_Your goal_. Retype the items below verbatim, from their beginning up to and including the line that contains "248,119 -> 252,132". Omit the pictures.

───── Data records ─────

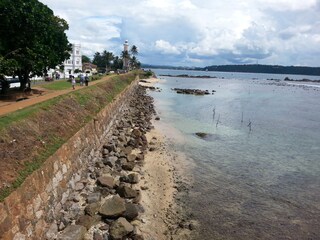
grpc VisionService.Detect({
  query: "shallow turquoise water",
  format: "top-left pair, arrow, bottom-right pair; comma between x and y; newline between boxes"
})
152,70 -> 320,239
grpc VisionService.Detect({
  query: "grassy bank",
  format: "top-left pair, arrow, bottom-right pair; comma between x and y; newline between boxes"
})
0,72 -> 137,201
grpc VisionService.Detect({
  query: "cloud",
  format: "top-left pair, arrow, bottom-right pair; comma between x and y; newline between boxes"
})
155,40 -> 181,55
41,0 -> 320,66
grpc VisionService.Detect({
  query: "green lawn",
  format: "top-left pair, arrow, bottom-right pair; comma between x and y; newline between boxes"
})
41,79 -> 72,90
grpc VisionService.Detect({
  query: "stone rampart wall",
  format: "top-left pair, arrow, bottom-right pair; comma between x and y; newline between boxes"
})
0,80 -> 138,240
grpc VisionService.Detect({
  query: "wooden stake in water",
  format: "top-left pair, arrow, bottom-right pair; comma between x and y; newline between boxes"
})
216,114 -> 221,127
212,107 -> 216,121
248,119 -> 252,132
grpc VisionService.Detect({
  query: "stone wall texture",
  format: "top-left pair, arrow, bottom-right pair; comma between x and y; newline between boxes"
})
0,79 -> 138,240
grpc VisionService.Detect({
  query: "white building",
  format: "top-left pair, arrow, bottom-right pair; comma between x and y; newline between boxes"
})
123,40 -> 129,70
63,44 -> 82,77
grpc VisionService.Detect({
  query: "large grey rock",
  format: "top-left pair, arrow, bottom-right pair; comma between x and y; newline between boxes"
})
58,225 -> 87,240
46,223 -> 58,239
99,196 -> 126,217
103,144 -> 116,152
84,202 -> 101,217
87,192 -> 101,204
128,173 -> 139,184
123,203 -> 139,221
117,186 -> 138,198
97,176 -> 115,189
76,215 -> 97,230
110,217 -> 134,240
127,154 -> 137,162
102,156 -> 118,168
132,128 -> 142,137
122,162 -> 134,171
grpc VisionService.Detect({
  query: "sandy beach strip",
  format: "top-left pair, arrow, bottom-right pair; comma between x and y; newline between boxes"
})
138,78 -> 196,240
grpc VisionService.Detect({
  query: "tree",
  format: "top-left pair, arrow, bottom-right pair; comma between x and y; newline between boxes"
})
92,50 -> 114,70
130,56 -> 140,69
102,50 -> 114,71
81,55 -> 91,63
130,45 -> 138,56
0,0 -> 71,89
111,56 -> 123,71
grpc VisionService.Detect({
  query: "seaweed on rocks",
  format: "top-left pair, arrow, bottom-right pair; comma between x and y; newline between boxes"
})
53,86 -> 162,239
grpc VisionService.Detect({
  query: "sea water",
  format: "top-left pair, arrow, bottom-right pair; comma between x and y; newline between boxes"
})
151,69 -> 320,239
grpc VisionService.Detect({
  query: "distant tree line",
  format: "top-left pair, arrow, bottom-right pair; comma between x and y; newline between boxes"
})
0,0 -> 71,90
201,64 -> 320,76
82,45 -> 141,72
141,64 -> 320,76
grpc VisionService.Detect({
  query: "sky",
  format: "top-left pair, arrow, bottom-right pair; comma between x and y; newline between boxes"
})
40,0 -> 320,67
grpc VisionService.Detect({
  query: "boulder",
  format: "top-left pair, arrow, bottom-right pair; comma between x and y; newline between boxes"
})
123,203 -> 139,221
99,196 -> 126,218
122,162 -> 134,171
87,192 -> 101,204
102,156 -> 118,168
128,173 -> 139,184
76,215 -> 97,230
127,154 -> 137,162
132,128 -> 142,138
97,176 -> 115,189
110,217 -> 134,240
117,185 -> 138,198
84,202 -> 101,217
58,225 -> 87,240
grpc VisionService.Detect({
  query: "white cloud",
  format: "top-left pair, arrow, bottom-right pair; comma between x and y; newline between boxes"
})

─────

_Answer to this problem_.
grpc VisionService.Detect({
  query: "shallow turquoise water",
  format: "top-left pair, arrow, bottom-right pair; comma between x and y; newline between boxes"
})
152,70 -> 320,239
grpc VisionService.Detect({
  query: "grassy bank",
  format: "top-left pair, arrow, bottom-right pair; comma between x and y; newline between boxes"
})
0,72 -> 137,201
grpc VisionService.Detect({
  query: "cloud",
  format: "top-left pair, arrow, bottom-right pair; comma between x and y; newline between boxes"
})
155,40 -> 181,55
41,0 -> 320,66
grpc VisionService.Detect({
  query: "green lawn",
  format: "top-left pair, arrow, bottom-right pair; comma between x and y; newline between boxes"
})
41,79 -> 72,90
grpc VisionService.Detect({
  query: "stone rampart wall",
  format: "top-left pair, arrow, bottom-right pair; comma between x and y; newline between boxes"
})
0,80 -> 138,240
grpc VisionService.Detect({
  query: "wooden stake in water",
  format: "top-left pair, arrow, bottom-right pair; comma between x and y; newline between boxes"
})
216,114 -> 221,127
212,107 -> 216,121
248,119 -> 252,132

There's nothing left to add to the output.